Task to carry out: Show all lines of the listing that contain the word "glass".
START Records to process
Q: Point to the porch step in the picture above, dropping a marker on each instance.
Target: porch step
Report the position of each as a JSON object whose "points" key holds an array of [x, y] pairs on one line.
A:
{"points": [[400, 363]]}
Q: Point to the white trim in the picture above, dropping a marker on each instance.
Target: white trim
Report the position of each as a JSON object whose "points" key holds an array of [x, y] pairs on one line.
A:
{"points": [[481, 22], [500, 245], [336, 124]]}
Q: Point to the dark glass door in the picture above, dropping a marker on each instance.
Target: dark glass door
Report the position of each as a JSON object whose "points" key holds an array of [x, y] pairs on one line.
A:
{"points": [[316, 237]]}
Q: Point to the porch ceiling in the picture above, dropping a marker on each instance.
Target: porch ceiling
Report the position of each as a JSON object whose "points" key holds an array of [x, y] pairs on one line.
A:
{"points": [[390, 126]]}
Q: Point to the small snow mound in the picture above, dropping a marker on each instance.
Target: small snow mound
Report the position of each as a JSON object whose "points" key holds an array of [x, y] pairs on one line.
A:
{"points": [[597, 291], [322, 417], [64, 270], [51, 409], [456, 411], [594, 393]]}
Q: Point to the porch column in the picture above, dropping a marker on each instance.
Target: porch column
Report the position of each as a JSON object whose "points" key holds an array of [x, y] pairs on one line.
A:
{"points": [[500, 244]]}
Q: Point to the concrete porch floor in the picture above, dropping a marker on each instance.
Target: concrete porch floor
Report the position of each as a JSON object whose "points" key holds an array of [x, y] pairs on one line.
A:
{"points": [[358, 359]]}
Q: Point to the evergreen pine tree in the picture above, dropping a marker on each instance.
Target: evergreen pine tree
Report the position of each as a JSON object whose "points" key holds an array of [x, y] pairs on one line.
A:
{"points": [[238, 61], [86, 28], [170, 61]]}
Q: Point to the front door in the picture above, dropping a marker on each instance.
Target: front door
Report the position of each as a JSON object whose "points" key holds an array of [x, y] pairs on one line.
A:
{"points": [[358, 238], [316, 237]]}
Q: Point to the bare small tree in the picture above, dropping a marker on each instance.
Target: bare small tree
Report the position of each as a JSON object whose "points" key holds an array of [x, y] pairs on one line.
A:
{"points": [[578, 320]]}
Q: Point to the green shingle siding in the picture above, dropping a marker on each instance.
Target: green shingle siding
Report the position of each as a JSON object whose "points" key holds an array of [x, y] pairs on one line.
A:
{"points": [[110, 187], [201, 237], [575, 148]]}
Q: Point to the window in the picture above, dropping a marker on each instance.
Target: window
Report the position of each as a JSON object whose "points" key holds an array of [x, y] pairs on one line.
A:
END Records to process
Written answer:
Q: Point to the dark glass door in the picture above, dropping a marker on each instance.
Target: dark glass door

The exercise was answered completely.